→ **What you are asked to do**: In the entries below, count each line where "window" appears. Give the total and nothing more.

→ **Items listed in a dataset**:

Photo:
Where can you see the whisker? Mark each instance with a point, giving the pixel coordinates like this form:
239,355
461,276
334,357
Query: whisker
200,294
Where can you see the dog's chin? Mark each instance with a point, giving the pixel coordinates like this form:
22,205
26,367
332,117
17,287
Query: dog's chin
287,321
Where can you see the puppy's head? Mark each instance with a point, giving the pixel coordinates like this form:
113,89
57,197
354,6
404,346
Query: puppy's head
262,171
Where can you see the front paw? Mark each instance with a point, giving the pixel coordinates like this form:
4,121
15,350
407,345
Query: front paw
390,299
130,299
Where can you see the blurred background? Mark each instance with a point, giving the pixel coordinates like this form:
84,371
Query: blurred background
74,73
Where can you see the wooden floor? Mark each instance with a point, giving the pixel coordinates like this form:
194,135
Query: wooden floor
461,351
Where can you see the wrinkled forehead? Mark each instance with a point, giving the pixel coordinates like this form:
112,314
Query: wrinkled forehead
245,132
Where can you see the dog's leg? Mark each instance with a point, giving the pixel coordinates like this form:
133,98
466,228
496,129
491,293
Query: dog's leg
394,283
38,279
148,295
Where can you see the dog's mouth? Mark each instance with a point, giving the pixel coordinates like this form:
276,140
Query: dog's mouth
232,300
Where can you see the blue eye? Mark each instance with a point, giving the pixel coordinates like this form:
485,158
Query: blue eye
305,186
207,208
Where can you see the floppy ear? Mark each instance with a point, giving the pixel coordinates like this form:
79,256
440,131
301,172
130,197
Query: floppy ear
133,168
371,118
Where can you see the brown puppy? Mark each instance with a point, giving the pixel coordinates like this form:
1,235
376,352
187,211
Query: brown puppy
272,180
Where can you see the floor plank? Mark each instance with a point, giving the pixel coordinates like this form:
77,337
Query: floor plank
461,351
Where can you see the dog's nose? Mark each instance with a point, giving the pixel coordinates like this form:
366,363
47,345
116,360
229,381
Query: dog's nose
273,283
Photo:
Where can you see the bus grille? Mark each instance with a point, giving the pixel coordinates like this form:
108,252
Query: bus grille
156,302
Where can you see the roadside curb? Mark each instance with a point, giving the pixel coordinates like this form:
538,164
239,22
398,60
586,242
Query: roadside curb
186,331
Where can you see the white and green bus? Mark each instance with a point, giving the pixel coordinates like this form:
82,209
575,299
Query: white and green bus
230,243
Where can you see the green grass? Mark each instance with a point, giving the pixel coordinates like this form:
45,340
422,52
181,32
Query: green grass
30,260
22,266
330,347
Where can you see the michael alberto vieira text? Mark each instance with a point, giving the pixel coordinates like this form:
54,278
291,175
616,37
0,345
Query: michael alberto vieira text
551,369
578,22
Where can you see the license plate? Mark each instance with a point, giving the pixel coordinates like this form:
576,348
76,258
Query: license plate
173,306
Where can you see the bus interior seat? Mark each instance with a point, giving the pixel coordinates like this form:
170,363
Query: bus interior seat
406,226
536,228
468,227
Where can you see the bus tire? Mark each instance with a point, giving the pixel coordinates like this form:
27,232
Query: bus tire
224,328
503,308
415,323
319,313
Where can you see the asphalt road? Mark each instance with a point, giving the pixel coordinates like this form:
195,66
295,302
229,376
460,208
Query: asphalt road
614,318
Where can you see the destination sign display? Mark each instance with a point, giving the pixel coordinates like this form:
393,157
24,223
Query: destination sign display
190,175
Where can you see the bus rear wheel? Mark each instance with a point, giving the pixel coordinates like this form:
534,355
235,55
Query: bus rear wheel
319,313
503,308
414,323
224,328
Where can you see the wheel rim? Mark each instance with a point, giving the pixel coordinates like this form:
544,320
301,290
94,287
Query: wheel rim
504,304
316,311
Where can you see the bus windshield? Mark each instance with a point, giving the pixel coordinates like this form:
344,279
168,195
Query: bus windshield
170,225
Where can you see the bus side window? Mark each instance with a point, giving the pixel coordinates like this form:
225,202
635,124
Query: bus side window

→ **Output of the task**: 2